Start of EXTRACTED DATA
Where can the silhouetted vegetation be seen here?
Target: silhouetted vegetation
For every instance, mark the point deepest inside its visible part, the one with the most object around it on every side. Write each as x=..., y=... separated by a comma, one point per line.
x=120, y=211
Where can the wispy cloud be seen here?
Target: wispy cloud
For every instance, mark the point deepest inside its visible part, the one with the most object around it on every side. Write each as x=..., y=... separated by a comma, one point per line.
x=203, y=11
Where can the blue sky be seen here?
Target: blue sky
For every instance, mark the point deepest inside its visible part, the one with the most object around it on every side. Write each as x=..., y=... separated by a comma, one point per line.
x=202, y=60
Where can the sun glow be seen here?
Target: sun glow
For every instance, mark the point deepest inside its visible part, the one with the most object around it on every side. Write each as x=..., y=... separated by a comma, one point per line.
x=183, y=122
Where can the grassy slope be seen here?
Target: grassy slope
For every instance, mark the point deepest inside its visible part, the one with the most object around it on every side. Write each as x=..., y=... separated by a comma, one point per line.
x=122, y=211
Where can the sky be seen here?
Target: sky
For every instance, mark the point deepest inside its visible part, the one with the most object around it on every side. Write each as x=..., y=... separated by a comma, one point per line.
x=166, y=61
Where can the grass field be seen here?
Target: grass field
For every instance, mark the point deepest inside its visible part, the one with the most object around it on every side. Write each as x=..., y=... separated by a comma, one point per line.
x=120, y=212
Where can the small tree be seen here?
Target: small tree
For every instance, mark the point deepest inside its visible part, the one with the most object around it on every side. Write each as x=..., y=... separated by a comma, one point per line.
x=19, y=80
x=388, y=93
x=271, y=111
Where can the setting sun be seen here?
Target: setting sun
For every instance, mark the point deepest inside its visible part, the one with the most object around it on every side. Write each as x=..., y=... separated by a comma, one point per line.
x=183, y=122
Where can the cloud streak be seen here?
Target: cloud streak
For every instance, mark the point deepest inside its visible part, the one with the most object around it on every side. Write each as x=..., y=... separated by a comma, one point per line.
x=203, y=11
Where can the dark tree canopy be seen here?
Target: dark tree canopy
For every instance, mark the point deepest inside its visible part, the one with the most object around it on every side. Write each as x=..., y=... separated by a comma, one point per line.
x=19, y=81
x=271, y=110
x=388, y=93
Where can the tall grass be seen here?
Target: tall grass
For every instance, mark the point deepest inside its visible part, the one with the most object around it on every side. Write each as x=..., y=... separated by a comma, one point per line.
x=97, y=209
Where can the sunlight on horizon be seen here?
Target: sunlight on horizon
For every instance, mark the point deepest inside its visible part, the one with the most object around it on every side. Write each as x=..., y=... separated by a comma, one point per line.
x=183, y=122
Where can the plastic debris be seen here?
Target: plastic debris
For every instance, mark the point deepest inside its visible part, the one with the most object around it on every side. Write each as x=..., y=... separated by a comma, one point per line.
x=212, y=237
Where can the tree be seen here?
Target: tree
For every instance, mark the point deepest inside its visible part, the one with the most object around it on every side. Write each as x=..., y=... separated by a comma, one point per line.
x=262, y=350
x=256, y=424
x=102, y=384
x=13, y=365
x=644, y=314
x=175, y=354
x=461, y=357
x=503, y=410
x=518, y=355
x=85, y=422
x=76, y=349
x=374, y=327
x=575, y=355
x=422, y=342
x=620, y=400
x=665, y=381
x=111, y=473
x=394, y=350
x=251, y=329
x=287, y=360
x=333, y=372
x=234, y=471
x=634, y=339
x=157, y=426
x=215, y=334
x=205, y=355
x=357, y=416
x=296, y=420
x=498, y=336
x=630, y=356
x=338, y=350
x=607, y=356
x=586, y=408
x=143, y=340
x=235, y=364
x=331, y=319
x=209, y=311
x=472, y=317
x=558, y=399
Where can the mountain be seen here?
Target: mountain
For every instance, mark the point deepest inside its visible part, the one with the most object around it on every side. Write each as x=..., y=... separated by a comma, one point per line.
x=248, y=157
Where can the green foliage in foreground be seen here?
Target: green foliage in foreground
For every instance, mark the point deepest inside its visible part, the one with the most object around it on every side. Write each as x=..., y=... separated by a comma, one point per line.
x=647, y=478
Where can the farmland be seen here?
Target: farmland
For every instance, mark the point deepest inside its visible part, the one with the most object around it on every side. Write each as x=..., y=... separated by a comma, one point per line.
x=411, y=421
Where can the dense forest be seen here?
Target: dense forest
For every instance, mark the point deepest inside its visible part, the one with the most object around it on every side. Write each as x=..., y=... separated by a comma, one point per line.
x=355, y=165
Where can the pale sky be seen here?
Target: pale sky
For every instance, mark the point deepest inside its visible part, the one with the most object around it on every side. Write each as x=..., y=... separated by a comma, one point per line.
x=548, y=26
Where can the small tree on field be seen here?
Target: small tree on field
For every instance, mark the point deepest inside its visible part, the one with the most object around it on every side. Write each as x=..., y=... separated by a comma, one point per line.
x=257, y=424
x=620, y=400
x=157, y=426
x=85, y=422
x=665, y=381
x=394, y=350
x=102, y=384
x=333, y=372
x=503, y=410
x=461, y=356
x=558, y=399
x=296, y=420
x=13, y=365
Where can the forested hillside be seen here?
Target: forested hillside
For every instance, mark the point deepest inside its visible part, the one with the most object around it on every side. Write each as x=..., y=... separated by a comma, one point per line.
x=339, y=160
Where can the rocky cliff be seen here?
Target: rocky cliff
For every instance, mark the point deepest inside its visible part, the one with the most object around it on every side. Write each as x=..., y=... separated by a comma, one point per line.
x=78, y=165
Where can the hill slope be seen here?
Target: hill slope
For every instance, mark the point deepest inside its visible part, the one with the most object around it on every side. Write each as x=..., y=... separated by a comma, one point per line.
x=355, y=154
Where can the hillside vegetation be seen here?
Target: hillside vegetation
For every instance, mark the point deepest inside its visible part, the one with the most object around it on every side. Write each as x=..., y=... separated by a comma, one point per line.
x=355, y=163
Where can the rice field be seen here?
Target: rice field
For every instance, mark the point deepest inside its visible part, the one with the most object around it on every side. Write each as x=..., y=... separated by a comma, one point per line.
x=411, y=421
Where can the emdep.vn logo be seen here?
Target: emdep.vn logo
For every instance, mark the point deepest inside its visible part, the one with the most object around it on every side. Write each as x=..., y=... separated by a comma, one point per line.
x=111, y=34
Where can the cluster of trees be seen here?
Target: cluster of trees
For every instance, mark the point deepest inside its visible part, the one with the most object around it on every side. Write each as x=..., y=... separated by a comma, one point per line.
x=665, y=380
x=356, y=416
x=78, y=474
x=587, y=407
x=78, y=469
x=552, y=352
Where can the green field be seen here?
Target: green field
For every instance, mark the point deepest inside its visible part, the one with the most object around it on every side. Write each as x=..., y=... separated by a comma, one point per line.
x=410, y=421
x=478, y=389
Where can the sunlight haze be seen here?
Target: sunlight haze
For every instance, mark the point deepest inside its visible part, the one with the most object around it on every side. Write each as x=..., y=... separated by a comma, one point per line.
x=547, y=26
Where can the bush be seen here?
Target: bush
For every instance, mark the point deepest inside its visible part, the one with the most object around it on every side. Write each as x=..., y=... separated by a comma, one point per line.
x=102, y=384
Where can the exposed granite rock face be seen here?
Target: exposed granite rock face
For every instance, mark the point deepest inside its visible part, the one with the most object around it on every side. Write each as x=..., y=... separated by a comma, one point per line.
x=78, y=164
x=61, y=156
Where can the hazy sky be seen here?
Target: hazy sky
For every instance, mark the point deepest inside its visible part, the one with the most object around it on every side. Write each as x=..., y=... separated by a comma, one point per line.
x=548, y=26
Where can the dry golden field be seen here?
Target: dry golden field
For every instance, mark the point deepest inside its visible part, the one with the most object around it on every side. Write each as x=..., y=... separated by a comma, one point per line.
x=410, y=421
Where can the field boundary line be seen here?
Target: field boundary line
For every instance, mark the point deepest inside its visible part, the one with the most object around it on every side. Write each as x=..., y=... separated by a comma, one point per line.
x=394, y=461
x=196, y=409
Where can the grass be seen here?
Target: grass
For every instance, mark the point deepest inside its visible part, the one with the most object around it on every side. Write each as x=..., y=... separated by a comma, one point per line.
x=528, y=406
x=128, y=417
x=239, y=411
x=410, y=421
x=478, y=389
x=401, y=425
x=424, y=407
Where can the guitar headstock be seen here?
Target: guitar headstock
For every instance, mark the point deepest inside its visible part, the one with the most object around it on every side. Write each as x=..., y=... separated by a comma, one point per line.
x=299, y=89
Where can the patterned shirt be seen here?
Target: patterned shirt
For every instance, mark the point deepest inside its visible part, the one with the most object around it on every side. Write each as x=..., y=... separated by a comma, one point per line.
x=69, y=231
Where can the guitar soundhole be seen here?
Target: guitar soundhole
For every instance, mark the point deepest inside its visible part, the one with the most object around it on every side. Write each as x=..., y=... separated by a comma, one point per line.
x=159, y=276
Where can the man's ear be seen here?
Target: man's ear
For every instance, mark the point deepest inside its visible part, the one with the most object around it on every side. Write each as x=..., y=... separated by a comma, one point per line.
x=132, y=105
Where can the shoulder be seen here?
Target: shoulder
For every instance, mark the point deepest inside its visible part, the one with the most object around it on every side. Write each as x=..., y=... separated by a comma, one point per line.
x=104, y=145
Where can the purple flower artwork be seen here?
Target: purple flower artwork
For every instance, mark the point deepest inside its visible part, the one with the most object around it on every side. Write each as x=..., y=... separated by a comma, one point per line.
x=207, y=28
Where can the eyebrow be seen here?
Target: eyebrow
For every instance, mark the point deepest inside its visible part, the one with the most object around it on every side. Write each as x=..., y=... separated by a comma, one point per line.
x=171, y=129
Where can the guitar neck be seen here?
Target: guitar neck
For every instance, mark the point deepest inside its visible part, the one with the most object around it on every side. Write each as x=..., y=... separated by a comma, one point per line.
End of EXTRACTED DATA
SHORT TASK ▸ Repeat only what runs from the line holding "Where can the patterned shirt be seen here?" to the end of the data, keeping every line exactly as written, first and last included.

SOLVED EXERCISE ▸
Where can the patterned shirt be seen here?
Target: patterned shirt
For every instance, mark the point deepest inside its visible part, the one with the most object around it on every side. Write each as x=..., y=... separated by a comma, one point per line.
x=69, y=231
Where can the guitar soundhole be seen here?
Target: guitar soundhole
For every instance, mark the point deepest inside its visible part, the one with the most object around it on every side. Write each as x=..., y=... separated by a comma, one point per line.
x=159, y=276
Where can the man's ear be seen here?
Target: man's ear
For every instance, mark the point deepest inside its visible part, the one with the most object around it on every side. Write each as x=..., y=... separated by a comma, one point per line.
x=132, y=105
Where can the shoulder be seen here?
Target: shoulder
For every instance, mark the point deepest inside its visible part, the one with the most object around it on every side. Write each as x=..., y=... separated by a comma, one point per line.
x=104, y=145
Where can the purple flower artwork be seen here?
Target: purple flower artwork
For every instance, mark the point deepest inside its visible part, the one with the most object around it on every side. Write each as x=..., y=... separated by a comma, one point per line.
x=207, y=28
Where can the eyebrow be seen here?
Target: eyebrow
For every instance, mark the point deepest inside its visible part, the one with the most object around it on every side. Write each as x=..., y=... separated by a comma, one point per line.
x=171, y=129
Where can the guitar neck be seen here?
Target: guitar neck
For every instance, mark the point deepest inside its visible part, the one with the most object around it on every side. Write each as x=..., y=... separated by a comma, one point per line.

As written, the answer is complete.